## EXERCISE REQUIREMENTS
Swap "pin" for "marker" throughout all the items below, keep every other part of the lines the same, and leave the pictures out of your answer.

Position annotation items
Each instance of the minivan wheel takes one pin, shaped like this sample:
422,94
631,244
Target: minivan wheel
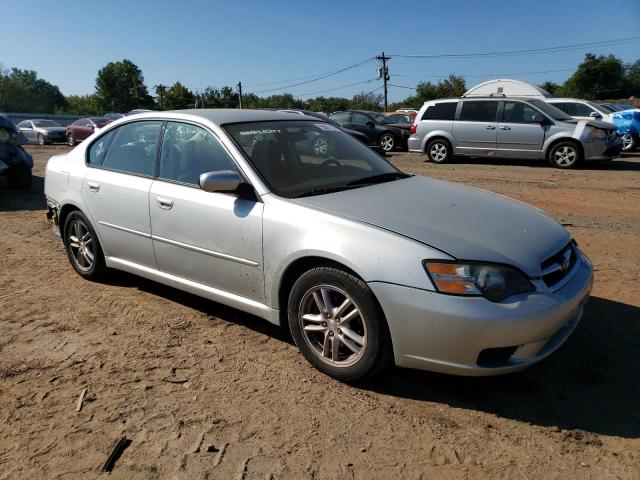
338,325
83,247
628,142
387,142
565,155
439,150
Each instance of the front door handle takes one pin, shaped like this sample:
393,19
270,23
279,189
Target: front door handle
165,203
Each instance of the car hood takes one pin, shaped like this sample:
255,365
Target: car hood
465,222
51,129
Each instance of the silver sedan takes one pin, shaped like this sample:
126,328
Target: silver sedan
364,264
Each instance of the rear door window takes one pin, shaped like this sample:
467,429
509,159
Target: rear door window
133,150
440,111
479,111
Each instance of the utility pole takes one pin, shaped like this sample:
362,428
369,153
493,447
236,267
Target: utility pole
384,74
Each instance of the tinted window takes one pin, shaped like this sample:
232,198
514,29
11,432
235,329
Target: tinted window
99,148
189,151
479,111
517,112
133,149
440,111
341,117
360,118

## WRITTEN RESPONSE
Each instance of the minivan wheel takes one marker, shaped like this sample:
422,94
631,244
Target: minivan wheel
338,325
83,247
628,142
387,142
565,155
439,150
Each instance of the front door handle takes one marker, shaped like this sample:
393,19
270,23
279,189
Target: front door handle
165,203
Each instance of the car hood takes one marker, shaped like this sample:
255,365
Target: car hood
465,222
51,129
Each instance of the silver sedan takes one marker, shaped like this sample:
126,328
Target: silver sedan
364,264
Each instance of the rear door window takes one marker, shaped like this sample:
467,429
509,159
Target: rear door window
133,150
440,111
479,111
Each instance of the utility pole takes one marker, shaped like this sample:
362,428
369,153
493,447
236,267
Target: utility pole
384,74
Each instance of the tinted window takes one marker, shaped like this sample:
232,198
514,29
11,432
235,329
Target: tinted window
99,148
189,151
479,111
517,112
133,149
440,111
341,117
360,118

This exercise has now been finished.